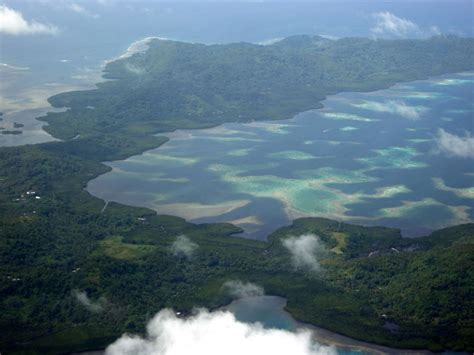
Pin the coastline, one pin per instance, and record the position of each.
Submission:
(323, 333)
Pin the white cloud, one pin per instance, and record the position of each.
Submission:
(454, 145)
(214, 333)
(81, 10)
(82, 298)
(305, 251)
(389, 25)
(239, 289)
(395, 107)
(183, 246)
(12, 22)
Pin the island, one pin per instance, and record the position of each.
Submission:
(76, 275)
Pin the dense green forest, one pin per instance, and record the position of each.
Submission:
(77, 274)
(183, 85)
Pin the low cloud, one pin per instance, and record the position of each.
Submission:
(12, 22)
(134, 69)
(454, 145)
(396, 107)
(305, 251)
(239, 289)
(389, 25)
(214, 333)
(183, 246)
(81, 10)
(83, 298)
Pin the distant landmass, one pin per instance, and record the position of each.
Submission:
(76, 275)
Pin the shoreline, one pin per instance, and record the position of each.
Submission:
(276, 120)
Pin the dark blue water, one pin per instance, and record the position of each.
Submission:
(370, 158)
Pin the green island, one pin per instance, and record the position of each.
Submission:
(58, 242)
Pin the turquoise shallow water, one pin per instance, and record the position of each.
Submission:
(371, 158)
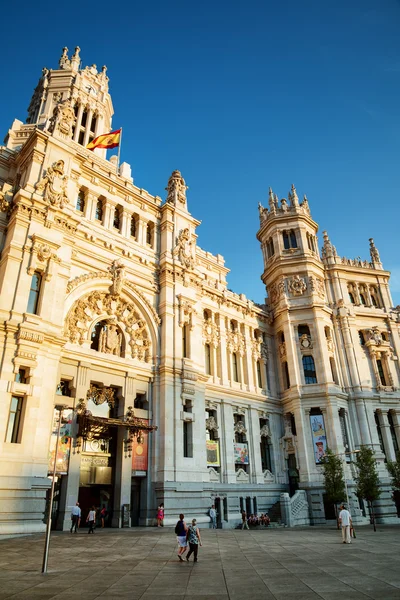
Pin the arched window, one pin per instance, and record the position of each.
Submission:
(310, 375)
(285, 376)
(303, 330)
(207, 358)
(117, 219)
(133, 226)
(235, 370)
(34, 293)
(80, 201)
(99, 210)
(259, 378)
(289, 239)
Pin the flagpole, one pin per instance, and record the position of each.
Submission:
(119, 149)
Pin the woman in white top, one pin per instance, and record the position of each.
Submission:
(91, 519)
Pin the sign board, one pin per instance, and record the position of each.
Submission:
(319, 436)
(241, 454)
(213, 459)
(64, 444)
(140, 453)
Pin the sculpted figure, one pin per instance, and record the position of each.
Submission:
(54, 185)
(110, 340)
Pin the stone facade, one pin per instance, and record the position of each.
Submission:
(109, 306)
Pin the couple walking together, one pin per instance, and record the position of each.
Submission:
(187, 535)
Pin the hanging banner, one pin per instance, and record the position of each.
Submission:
(140, 453)
(213, 459)
(241, 454)
(64, 444)
(319, 436)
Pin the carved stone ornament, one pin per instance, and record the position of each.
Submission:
(187, 313)
(317, 286)
(117, 271)
(54, 185)
(305, 342)
(240, 428)
(101, 395)
(110, 340)
(63, 119)
(6, 198)
(235, 342)
(211, 424)
(265, 431)
(210, 333)
(375, 336)
(297, 285)
(85, 311)
(176, 189)
(185, 249)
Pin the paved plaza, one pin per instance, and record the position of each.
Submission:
(281, 564)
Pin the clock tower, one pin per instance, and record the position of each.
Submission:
(71, 100)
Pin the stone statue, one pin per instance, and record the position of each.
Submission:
(63, 119)
(117, 271)
(176, 189)
(54, 185)
(110, 340)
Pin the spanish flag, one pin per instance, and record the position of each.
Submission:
(107, 140)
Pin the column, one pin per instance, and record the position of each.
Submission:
(87, 128)
(78, 122)
(222, 352)
(386, 435)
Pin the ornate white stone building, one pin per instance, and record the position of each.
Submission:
(109, 307)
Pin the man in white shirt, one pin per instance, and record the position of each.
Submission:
(213, 517)
(75, 517)
(345, 522)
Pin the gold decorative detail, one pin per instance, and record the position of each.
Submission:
(54, 185)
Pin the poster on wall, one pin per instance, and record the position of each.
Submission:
(64, 444)
(212, 453)
(140, 453)
(241, 453)
(319, 436)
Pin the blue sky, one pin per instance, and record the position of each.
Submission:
(240, 96)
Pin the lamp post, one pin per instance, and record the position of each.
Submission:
(60, 408)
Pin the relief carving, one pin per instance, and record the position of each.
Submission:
(54, 185)
(297, 285)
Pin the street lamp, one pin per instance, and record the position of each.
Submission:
(60, 408)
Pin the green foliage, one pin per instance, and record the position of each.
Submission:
(394, 471)
(367, 475)
(333, 477)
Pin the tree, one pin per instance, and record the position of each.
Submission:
(335, 488)
(394, 471)
(367, 478)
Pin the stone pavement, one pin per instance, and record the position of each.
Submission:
(281, 564)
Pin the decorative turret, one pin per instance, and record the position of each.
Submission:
(176, 189)
(376, 259)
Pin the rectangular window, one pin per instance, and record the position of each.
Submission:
(381, 371)
(14, 426)
(187, 439)
(207, 350)
(235, 370)
(34, 293)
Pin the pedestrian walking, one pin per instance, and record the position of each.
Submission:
(345, 522)
(213, 517)
(103, 516)
(160, 515)
(180, 530)
(75, 517)
(91, 519)
(194, 539)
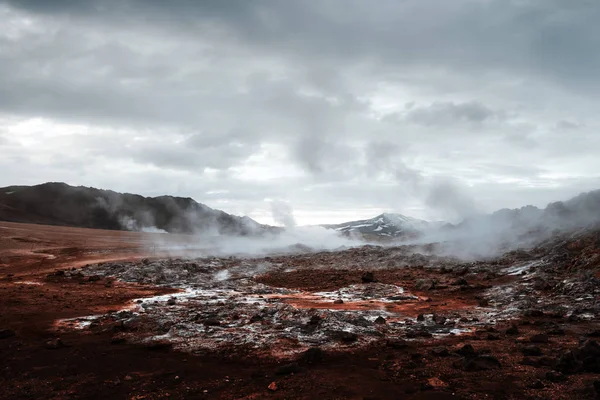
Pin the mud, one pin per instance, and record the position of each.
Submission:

=-=-=-=-=

What is required> A verbatim transcription of the records, pictures excluded, is the required output.

Finished task>
Pin the coastline, one pin per instance, and record the position of each.
Submission:
(323, 333)
Pin the white cloud, one pin per instance, and record the position of each.
Submission:
(454, 145)
(214, 333)
(81, 10)
(82, 298)
(305, 251)
(389, 25)
(239, 289)
(395, 107)
(183, 246)
(12, 22)
Pin the island, one pin per instance, and record the position of each.
Submission:
(76, 275)
Pin the dense green forest, one pin per instance, and record the position of each.
Submission:
(77, 274)
(183, 85)
Pin the low cloud, one pin per instance, and record the position of each.
Submission:
(12, 22)
(134, 69)
(454, 145)
(396, 107)
(305, 251)
(239, 289)
(389, 25)
(214, 333)
(183, 246)
(81, 10)
(83, 298)
Pin the distant landmass, one pin per instance, and record the position of each.
Submission:
(76, 275)
Pin the shoreline, one pin per instance, and record the position of each.
Submission:
(276, 120)
Pin the dark blue water, one pin per instance, and record the position of each.
Submission:
(370, 158)
Pin the green island, one pin per instance, and record the position of each.
Submission:
(58, 242)
Pin the turquoise shallow water, one pin per instance, and record the position of each.
Submission:
(371, 158)
Pin the arched window, one pin per instance, and record the position of each.
Submission:
(310, 375)
(285, 376)
(303, 330)
(207, 358)
(117, 219)
(133, 226)
(235, 370)
(34, 293)
(80, 201)
(99, 210)
(259, 378)
(289, 239)
Pin the flagpole, one pin per instance, and record the position of each.
Submission:
(119, 149)
Pin the woman in white top, one pin per instance, and record the position of each.
Submission:
(91, 519)
Pin the sign board, one pin per instance, and record the position of each.
Submission:
(319, 436)
(241, 454)
(213, 459)
(64, 444)
(140, 453)
Pin the sculpted figure, one pin per instance, and record the position of each.
Submission:
(54, 185)
(110, 340)
Pin the stone facade, one pin per instance, and record the position of each.
Submission:
(109, 306)
Pin the couple walking together, one pin per instance, and record the position of each.
Submission:
(187, 535)
Pin the hanging banner, one pin per instance, and record the position of each.
Submission:
(140, 453)
(213, 459)
(241, 454)
(64, 444)
(319, 436)
Pin the carved stone ornament, one pin per instance, and record the position of each.
Submission:
(187, 313)
(317, 286)
(117, 271)
(54, 185)
(305, 342)
(240, 428)
(101, 395)
(110, 340)
(63, 119)
(6, 198)
(235, 342)
(211, 424)
(265, 431)
(210, 333)
(375, 336)
(297, 285)
(85, 311)
(176, 189)
(185, 249)
Pin the paved plaza, one pin per instance, and record the position of each.
Submission:
(281, 564)
Pin the clock tower, one pin per instance, and record the position of each.
Submission:
(71, 100)
Pin the stone statue, one pin per instance, and record the position of each.
Submission:
(63, 119)
(117, 271)
(176, 189)
(54, 185)
(110, 340)
Pin the spanish flag, one pin per instance, and record the position of each.
Submission:
(107, 140)
Pin the column, one pin per instance, and record the position of each.
Submission:
(87, 128)
(78, 122)
(222, 352)
(386, 435)
Pin the ornate white stone building, one pin per instance, and record the position of each.
Submission:
(109, 307)
Pin the man in white shirt, one pin per instance, and record the position of each.
Submission:
(213, 517)
(75, 517)
(345, 522)
Pin the gold decorative detail, one pin per instance, and record the position of each.
Submission:
(54, 185)
Pin the poster on wall, one pin per instance, and record the position of each.
Submission:
(64, 444)
(212, 453)
(140, 453)
(241, 453)
(319, 436)
Pin the blue sky, one pin per instance, and record the position of each.
Submission:
(240, 96)
Pin the lamp post, one pin per instance, and record the position of each.
Submission:
(60, 408)
Pin the relief carving, one pin per instance, and record the position of each.
Submission:
(54, 185)
(297, 285)
Pin the street lamp, one pin per instance, and record the position of each.
Submission:
(60, 408)
Pin the green foliage, one pin per instance, and record the position of each.
Submission:
(394, 471)
(367, 475)
(333, 477)
Pin the tree, one pin per instance, and record the position of each.
Submission:
(335, 488)
(394, 471)
(367, 478)
Pin the stone pavement, one pin per instance, and record the position of each.
Submission:
(281, 564)
Pin the decorative turret, one pin per instance, and record the position of each.
Submission:
(176, 189)
(376, 259)
Pin the rectangular window, one pin per instance, and record the position of each.
Submission:
(381, 371)
(14, 426)
(187, 439)
(207, 350)
(235, 370)
(34, 293)
Pin the pedestrian walking, one pin per instance, and record the position of each.
Submission:
(345, 522)
(213, 517)
(103, 516)
(160, 515)
(180, 530)
(75, 517)
(91, 519)
(194, 539)
Pin the mud, one pin per instance, and record the position of each.
Submission:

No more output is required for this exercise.